§ **Extracted text**:
»»

All hormones have a final destination – an individual cell which the hormone has to instruct – and so another key part of the endocrine system is receptors. The surfaces of cells are covered with these receptors, which you can think of as docking bays. They are needed because most hormones can’t pass through the cell membrane, despite the fact that their message needs to be delivered to the nucleus inside the cell. They lock into ‘their’ receptor on the outside of the cell and then a strange thing happens.
It’s like a celebrity walking into your local, setting off a chain of gossip inside the pub, in which one person tells another, who tells two more and so on until there’s nobody who doesn’t know that Madonna has just bought a half of lager. However, dissemination of information needs to be translated into action. It’s as if it were understood that when Madonna appears, a specific set-piece action has to take place: the landlord is informed, he phones the News of the World, who sends round a photographer so that his boozer will be on the front page.
The equivalent in the cell is that of the so-called second messenger system, in which other molecules carry the news that a hormone has docked to many other molecules inside the cell, as well as telling the nucleus what needs to be done. This ripple effect means that only tiny amounts of hormone are required for a major response.

««

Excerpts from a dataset

»»

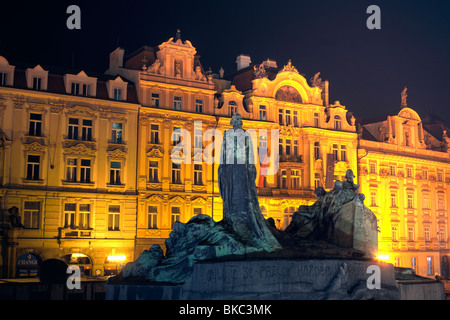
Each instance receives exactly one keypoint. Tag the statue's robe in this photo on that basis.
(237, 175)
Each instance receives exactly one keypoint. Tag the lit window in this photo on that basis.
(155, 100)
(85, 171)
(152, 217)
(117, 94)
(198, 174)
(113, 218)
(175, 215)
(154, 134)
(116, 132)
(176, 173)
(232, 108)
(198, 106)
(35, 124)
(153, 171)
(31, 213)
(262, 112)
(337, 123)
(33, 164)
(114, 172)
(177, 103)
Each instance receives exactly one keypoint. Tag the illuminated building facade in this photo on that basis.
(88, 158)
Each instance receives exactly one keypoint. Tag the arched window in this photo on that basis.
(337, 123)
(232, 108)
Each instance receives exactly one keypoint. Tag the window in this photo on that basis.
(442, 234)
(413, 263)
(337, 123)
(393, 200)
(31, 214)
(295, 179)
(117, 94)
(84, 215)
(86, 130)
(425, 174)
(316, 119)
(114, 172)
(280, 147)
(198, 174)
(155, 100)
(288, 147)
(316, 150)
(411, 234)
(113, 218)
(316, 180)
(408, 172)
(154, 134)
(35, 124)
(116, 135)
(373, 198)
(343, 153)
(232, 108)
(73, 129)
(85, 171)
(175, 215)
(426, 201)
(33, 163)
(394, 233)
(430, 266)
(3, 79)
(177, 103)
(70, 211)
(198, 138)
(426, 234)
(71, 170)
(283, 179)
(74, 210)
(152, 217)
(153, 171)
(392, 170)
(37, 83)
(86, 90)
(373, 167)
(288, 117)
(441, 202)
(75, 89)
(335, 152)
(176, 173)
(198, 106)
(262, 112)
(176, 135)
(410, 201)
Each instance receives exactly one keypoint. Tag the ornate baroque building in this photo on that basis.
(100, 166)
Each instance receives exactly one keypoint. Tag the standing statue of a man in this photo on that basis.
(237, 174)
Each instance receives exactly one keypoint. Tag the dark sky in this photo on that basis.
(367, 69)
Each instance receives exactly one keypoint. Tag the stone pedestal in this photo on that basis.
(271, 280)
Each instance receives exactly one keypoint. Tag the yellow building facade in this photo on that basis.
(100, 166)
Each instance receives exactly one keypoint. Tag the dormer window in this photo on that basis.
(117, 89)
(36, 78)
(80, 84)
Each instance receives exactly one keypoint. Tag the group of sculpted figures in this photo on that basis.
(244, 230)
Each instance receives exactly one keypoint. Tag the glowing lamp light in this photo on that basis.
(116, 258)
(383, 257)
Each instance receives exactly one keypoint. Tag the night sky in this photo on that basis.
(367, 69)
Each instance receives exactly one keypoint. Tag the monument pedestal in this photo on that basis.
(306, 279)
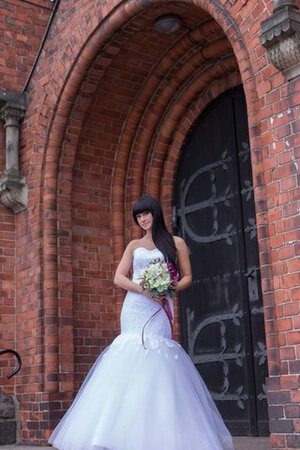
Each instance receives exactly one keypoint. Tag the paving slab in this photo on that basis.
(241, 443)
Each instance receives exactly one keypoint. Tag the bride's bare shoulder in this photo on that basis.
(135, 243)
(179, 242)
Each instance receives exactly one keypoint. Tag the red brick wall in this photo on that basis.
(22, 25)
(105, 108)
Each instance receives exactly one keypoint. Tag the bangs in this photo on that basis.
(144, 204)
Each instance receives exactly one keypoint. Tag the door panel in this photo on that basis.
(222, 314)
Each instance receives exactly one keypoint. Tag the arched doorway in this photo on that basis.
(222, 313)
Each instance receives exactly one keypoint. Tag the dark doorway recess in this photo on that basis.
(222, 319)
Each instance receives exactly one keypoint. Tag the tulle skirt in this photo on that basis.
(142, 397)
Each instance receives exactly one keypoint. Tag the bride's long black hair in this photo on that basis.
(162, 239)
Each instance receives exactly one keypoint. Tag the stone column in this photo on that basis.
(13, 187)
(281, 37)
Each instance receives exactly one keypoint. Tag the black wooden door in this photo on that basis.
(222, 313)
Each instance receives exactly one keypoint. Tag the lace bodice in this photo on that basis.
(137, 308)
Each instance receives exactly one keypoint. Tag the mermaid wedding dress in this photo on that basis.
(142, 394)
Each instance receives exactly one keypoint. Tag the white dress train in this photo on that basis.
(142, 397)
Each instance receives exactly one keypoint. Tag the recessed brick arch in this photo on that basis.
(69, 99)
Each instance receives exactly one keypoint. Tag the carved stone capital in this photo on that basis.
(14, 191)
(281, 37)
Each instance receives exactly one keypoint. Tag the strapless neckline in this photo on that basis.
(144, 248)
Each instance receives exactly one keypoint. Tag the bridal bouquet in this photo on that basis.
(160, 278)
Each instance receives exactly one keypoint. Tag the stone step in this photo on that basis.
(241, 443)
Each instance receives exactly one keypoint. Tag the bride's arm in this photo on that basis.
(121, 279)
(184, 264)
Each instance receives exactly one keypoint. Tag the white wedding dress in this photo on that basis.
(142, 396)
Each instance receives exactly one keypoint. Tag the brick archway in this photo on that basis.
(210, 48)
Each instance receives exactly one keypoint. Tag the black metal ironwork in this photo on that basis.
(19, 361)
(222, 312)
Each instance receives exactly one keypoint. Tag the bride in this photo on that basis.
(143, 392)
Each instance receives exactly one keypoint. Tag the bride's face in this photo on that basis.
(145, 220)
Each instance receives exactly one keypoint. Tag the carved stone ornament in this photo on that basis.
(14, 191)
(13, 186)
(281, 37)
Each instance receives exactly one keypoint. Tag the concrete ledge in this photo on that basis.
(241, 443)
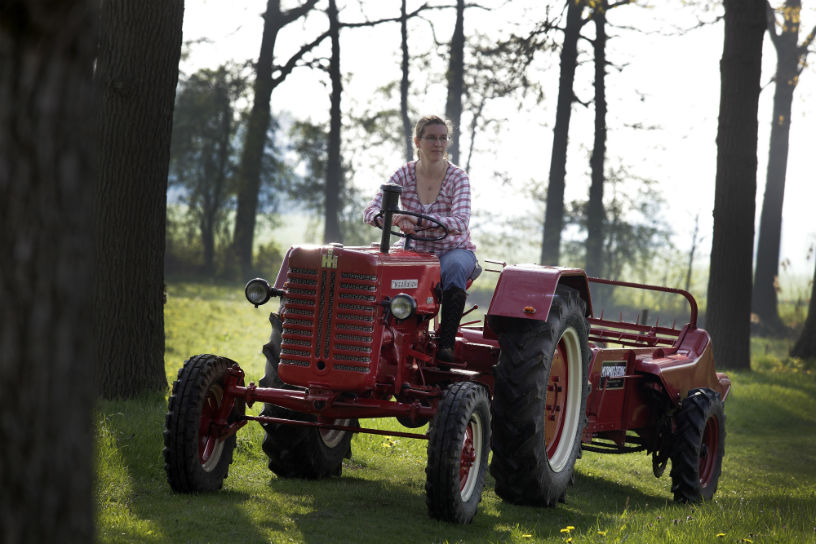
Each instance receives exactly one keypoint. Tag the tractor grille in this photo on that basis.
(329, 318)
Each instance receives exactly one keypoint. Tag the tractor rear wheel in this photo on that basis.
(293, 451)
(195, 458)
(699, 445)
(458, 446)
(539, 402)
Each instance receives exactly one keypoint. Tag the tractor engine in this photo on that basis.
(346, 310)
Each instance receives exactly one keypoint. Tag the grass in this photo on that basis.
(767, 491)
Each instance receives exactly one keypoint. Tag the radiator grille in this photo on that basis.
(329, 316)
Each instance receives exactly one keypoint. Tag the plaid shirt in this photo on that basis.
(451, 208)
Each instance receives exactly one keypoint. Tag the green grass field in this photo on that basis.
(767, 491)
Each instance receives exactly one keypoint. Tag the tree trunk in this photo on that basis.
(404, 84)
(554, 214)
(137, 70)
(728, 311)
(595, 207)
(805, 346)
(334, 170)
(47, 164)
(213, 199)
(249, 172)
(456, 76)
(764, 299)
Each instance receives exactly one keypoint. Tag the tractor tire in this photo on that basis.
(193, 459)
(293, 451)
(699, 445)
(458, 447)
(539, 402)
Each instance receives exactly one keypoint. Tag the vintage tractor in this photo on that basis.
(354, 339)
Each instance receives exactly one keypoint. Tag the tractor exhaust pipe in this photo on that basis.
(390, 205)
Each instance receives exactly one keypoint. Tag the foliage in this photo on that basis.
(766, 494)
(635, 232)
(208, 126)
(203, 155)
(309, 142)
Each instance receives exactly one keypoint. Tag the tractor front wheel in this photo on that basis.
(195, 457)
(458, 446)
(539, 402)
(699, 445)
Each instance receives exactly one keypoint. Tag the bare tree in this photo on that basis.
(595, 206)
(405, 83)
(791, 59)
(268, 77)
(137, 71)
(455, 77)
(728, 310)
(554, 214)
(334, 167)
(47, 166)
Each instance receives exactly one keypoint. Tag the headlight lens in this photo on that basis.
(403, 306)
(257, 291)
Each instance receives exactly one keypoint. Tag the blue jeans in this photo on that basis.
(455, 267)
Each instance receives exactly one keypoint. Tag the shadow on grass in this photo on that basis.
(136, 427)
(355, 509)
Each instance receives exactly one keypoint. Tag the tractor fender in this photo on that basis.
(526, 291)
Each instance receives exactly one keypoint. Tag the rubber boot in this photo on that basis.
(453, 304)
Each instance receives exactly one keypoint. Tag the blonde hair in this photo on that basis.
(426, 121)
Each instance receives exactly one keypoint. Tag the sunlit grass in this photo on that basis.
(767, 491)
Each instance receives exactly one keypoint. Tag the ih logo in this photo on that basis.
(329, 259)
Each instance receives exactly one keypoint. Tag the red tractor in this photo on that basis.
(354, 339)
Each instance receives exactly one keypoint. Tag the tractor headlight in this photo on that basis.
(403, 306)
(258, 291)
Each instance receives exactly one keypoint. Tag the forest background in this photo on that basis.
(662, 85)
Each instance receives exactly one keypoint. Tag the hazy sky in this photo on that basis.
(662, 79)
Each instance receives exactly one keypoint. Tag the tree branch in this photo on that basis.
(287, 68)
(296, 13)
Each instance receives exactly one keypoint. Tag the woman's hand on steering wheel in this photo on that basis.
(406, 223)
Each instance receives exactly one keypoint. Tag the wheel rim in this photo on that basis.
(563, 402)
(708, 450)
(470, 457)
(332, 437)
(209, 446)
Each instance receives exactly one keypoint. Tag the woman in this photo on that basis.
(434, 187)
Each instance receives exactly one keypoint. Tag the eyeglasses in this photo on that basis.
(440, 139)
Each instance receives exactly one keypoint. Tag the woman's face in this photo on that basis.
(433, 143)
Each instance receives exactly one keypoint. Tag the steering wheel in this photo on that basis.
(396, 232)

««
»»

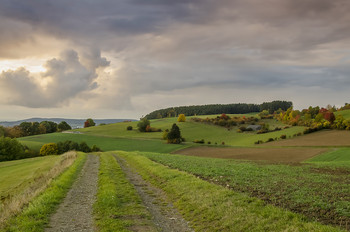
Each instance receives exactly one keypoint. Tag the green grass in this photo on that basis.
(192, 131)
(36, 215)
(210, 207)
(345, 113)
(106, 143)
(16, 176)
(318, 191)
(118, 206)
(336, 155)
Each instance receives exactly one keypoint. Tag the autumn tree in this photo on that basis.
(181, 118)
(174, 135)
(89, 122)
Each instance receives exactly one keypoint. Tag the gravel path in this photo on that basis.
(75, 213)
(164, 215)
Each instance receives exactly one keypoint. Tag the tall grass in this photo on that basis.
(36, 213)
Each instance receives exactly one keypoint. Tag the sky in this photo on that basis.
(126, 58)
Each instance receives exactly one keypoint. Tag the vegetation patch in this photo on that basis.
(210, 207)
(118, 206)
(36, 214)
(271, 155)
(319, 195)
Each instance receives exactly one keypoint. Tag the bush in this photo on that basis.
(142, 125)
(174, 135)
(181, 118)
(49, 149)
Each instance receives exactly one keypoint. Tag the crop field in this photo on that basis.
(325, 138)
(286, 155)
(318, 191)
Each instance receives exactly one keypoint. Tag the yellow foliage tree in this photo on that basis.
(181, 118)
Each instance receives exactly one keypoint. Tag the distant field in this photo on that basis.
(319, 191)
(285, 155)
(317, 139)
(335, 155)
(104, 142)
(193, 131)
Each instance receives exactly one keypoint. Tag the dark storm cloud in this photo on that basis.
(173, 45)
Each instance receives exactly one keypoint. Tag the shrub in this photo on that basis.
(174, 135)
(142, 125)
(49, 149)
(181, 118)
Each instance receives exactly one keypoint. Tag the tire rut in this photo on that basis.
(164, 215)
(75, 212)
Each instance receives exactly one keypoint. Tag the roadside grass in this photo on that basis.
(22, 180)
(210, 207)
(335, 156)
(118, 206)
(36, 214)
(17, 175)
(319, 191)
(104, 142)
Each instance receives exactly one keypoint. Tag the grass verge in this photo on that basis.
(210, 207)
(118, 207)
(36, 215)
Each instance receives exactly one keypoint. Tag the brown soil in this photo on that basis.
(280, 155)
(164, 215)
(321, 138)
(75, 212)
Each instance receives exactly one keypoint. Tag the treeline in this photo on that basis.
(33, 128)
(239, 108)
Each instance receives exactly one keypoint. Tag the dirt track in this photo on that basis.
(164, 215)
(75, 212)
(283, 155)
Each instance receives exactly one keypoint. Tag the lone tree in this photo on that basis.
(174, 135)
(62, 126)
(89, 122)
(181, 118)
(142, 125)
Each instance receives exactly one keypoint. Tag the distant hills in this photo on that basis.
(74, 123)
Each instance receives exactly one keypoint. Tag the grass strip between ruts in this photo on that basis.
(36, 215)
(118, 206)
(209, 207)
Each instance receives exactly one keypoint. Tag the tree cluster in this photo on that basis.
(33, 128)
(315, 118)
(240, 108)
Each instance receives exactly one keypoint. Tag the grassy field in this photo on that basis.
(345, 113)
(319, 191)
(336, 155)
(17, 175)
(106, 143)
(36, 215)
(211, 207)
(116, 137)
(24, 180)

««

§ **Questions**:
(a) In the text about hormones, rewrite the part that opens with the words containing "It’s like a" and closes with "a major response.", changing "Madonna" to "Elvis" throughout.
(b) Translate this sentence from the text about hormones into Spanish: "This ripple effect means that only tiny amounts of hormone are required for a major response."

§ **Solution set**:
(a)
It’s like a celebrity walking into your local, setting off a chain of gossip inside the pub, in which one person tells another, who tells two more and so on until there’s nobody who doesn’t know that Elvis has just bought a half of lager. However, dissemination of information needs to be translated into action. It’s as if it were understood that when Elvis appears, a specific set-piece action has to take place: the landlord is informed, he phones the News of the World, who sends round a photographer so that his boozer will be on the front page.
The equivalent in the cell is that of the so-called second messenger system, in which other molecules carry the news that a hormone has docked to many other molecules inside the cell, as well as telling the nucleus what needs to be done. This ripple effect means that only tiny amounts of hormone are required for a major response.

(b) Este efecto dominó significa que solo se necesitan cantidades mínimas de hormona para una respuesta importante.